DIRECTIONS ::
Reproduce the postcard passage that follows in full, word for word.

READING PASSAGE ::
======

It might well be that at least some postcards were actually designed
and printed in Germany, as the paintings used are signed by German-sounding
names (Edmund Brüning, Splitgerber jun) and some discs bear the information
"importé". In fact, at least four types of backs are known:
Type
1: Undivided back. E.P.I. Paris 301. The instructions on front suggest
to fix the postcards on the turntable with two pins! "Placer cette Carte
Postale Parlante sur une machine parlante quelconque, comme on le ferait
pour un disque. (N.B.: Assujettir la carte sur le plateau avec le chapeau
de l'appareil ou par 2 épingles)"
Type 2: Divided back. E.P.I. Paris. Same instructions printed on the back.
Type 3: Divided back.
"Carte Postale à utiliser seulement dans le service intérieur
(France, Algérie, Tunisie)"
Type 4: Undivided
back. Multilingual references to postcard and the Universal Postal Union.
Detailed information on Series and different designs. The letters "HSM"

======

ENTRIES ::

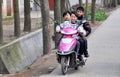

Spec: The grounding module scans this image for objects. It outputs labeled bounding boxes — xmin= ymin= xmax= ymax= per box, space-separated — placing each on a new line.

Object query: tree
xmin=103 ymin=0 xmax=119 ymax=8
xmin=117 ymin=0 xmax=120 ymax=5
xmin=24 ymin=0 xmax=31 ymax=32
xmin=111 ymin=0 xmax=117 ymax=7
xmin=91 ymin=0 xmax=96 ymax=24
xmin=0 ymin=0 xmax=3 ymax=43
xmin=79 ymin=0 xmax=82 ymax=6
xmin=85 ymin=0 xmax=88 ymax=18
xmin=40 ymin=0 xmax=51 ymax=54
xmin=54 ymin=0 xmax=61 ymax=48
xmin=13 ymin=0 xmax=20 ymax=37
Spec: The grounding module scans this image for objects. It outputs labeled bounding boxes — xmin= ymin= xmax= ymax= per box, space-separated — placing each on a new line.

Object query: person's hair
xmin=76 ymin=6 xmax=84 ymax=12
xmin=71 ymin=11 xmax=77 ymax=17
xmin=63 ymin=11 xmax=71 ymax=17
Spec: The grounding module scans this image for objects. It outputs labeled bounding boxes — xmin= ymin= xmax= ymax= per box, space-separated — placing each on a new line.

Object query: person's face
xmin=77 ymin=10 xmax=84 ymax=17
xmin=71 ymin=14 xmax=77 ymax=23
xmin=64 ymin=13 xmax=71 ymax=21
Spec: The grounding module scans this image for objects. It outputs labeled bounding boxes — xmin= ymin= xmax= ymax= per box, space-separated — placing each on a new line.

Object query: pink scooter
xmin=56 ymin=27 xmax=85 ymax=75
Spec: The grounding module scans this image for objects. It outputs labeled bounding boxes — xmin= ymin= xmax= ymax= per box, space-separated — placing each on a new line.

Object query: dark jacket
xmin=78 ymin=16 xmax=91 ymax=37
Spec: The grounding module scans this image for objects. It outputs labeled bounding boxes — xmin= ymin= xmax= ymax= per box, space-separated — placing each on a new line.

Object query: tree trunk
xmin=91 ymin=0 xmax=96 ymax=24
xmin=112 ymin=0 xmax=117 ymax=7
xmin=40 ymin=0 xmax=51 ymax=55
xmin=79 ymin=0 xmax=82 ymax=6
xmin=117 ymin=0 xmax=120 ymax=5
xmin=60 ymin=0 xmax=66 ymax=22
xmin=24 ymin=0 xmax=31 ymax=32
xmin=13 ymin=0 xmax=20 ymax=37
xmin=0 ymin=0 xmax=3 ymax=43
xmin=85 ymin=0 xmax=88 ymax=18
xmin=54 ymin=0 xmax=61 ymax=48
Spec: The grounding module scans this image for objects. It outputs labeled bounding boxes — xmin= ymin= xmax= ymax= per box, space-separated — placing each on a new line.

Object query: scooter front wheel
xmin=61 ymin=56 xmax=68 ymax=75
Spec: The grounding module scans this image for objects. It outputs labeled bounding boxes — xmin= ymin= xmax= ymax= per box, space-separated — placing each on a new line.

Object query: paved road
xmin=40 ymin=8 xmax=120 ymax=77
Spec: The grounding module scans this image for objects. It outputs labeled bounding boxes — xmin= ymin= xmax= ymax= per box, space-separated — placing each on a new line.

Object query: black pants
xmin=78 ymin=38 xmax=88 ymax=55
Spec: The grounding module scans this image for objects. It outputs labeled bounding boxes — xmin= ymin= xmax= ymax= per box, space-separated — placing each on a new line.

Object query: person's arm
xmin=83 ymin=22 xmax=91 ymax=37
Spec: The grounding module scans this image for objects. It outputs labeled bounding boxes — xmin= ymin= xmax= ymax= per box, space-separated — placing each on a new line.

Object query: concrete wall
xmin=0 ymin=30 xmax=43 ymax=73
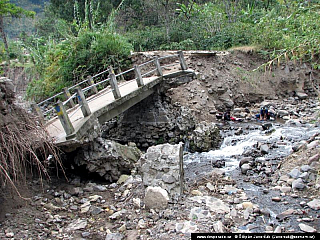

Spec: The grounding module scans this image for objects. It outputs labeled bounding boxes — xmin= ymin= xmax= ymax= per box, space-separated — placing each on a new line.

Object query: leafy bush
xmin=254 ymin=1 xmax=320 ymax=68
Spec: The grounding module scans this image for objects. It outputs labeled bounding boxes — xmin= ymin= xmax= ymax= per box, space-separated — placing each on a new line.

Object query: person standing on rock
xmin=260 ymin=107 xmax=268 ymax=120
xmin=223 ymin=110 xmax=231 ymax=121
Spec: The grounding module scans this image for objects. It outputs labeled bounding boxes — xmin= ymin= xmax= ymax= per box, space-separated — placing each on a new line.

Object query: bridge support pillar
xmin=54 ymin=101 xmax=74 ymax=136
xmin=109 ymin=73 xmax=121 ymax=99
xmin=134 ymin=65 xmax=144 ymax=87
xmin=63 ymin=88 xmax=75 ymax=108
xmin=178 ymin=51 xmax=188 ymax=71
xmin=31 ymin=103 xmax=44 ymax=124
xmin=154 ymin=57 xmax=163 ymax=76
xmin=76 ymin=87 xmax=91 ymax=117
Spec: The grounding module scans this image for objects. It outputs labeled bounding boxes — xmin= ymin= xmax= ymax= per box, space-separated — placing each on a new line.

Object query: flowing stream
xmin=184 ymin=123 xmax=320 ymax=232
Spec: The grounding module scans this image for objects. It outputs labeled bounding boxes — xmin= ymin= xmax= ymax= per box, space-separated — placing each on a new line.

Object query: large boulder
xmin=190 ymin=122 xmax=221 ymax=152
xmin=74 ymin=138 xmax=142 ymax=182
xmin=138 ymin=144 xmax=184 ymax=199
xmin=144 ymin=187 xmax=169 ymax=209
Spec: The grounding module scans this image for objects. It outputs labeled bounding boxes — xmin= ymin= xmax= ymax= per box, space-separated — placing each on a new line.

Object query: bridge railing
xmin=33 ymin=51 xmax=188 ymax=136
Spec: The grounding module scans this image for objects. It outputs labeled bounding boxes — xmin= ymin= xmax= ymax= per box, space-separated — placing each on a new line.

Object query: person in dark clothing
xmin=223 ymin=111 xmax=231 ymax=121
xmin=260 ymin=107 xmax=268 ymax=120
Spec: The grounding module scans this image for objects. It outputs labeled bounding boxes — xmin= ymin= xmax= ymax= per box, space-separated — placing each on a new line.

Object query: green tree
xmin=0 ymin=0 xmax=35 ymax=52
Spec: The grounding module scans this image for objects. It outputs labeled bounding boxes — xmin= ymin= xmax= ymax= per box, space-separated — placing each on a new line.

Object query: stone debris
xmin=144 ymin=187 xmax=169 ymax=209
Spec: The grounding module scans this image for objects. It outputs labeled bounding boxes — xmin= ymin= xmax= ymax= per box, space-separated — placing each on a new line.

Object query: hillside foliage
xmin=0 ymin=0 xmax=320 ymax=101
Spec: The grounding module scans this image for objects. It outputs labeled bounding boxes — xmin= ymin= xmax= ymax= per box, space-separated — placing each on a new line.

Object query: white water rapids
xmin=184 ymin=124 xmax=320 ymax=172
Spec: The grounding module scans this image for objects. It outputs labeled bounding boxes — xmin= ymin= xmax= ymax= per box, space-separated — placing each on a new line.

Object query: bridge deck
xmin=46 ymin=77 xmax=159 ymax=143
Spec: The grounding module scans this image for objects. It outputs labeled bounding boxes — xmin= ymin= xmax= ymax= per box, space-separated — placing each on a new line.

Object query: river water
xmin=184 ymin=121 xmax=320 ymax=232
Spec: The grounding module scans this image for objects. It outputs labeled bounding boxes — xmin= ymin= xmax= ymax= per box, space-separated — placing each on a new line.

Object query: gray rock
xmin=308 ymin=153 xmax=320 ymax=165
xmin=292 ymin=178 xmax=306 ymax=190
xmin=307 ymin=199 xmax=320 ymax=210
xmin=74 ymin=138 xmax=141 ymax=182
xmin=138 ymin=144 xmax=184 ymax=198
xmin=144 ymin=187 xmax=169 ymax=209
xmin=66 ymin=219 xmax=88 ymax=232
xmin=296 ymin=92 xmax=308 ymax=100
xmin=241 ymin=163 xmax=251 ymax=174
xmin=289 ymin=168 xmax=301 ymax=179
xmin=105 ymin=233 xmax=124 ymax=240
xmin=89 ymin=206 xmax=103 ymax=215
xmin=300 ymin=165 xmax=311 ymax=172
xmin=262 ymin=122 xmax=272 ymax=130
xmin=93 ymin=185 xmax=107 ymax=192
xmin=278 ymin=110 xmax=289 ymax=117
xmin=260 ymin=144 xmax=269 ymax=154
xmin=239 ymin=157 xmax=253 ymax=167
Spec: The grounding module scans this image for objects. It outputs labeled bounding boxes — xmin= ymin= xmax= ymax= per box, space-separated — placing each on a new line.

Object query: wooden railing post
xmin=63 ymin=88 xmax=75 ymax=108
xmin=54 ymin=101 xmax=74 ymax=136
xmin=109 ymin=73 xmax=121 ymax=99
xmin=88 ymin=76 xmax=98 ymax=94
xmin=154 ymin=57 xmax=163 ymax=76
xmin=134 ymin=65 xmax=144 ymax=87
xmin=76 ymin=87 xmax=91 ymax=117
xmin=178 ymin=51 xmax=188 ymax=70
xmin=108 ymin=66 xmax=115 ymax=74
xmin=31 ymin=103 xmax=45 ymax=124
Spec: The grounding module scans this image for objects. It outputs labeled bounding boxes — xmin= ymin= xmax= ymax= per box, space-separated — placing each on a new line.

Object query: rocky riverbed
xmin=0 ymin=98 xmax=320 ymax=239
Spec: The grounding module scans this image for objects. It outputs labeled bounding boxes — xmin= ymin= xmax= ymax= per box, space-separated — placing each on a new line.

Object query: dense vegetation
xmin=2 ymin=0 xmax=320 ymax=101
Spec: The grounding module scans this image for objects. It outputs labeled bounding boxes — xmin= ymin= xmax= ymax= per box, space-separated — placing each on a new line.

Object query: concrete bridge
xmin=34 ymin=51 xmax=194 ymax=145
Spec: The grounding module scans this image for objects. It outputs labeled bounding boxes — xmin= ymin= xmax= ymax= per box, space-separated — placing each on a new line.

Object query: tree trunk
xmin=0 ymin=15 xmax=9 ymax=53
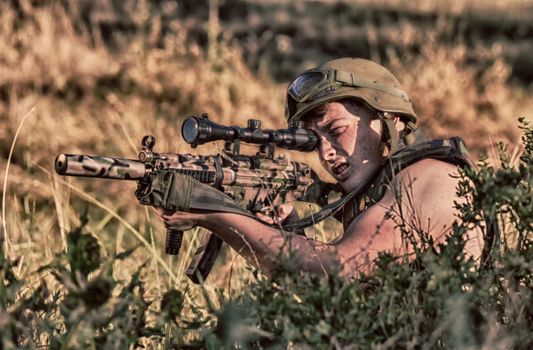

======

RESULT FOR THIS EXERCISE ::
It might well be that at least some postcards were actually designed
and printed in Germany, as the paintings used are signed by German-sounding
names (Edmund Brüning, Splitgerber jun) and some discs bear the information
"importé". In fact, at least four types of backs are known:
Type
1: Undivided back. E.P.I. Paris 301. The instructions on front suggest
to fix the postcards on the turntable with two pins! "Placer cette Carte
Postale Parlante sur une machine parlante quelconque, comme on le ferait
pour un disque. (N.B.: Assujettir la carte sur le plateau avec le chapeau
de l'appareil ou par 2 épingles)"
Type 2: Divided back. E.P.I. Paris. Same instructions printed on the back.
Type 3: Divided back.
"Carte Postale à utiliser seulement dans le service intérieur
(France, Algérie, Tunisie)"
Type 4: Undivided
back. Multilingual references to postcard and the Universal Postal Union.
Detailed information on Series and different designs. The letters "HSM"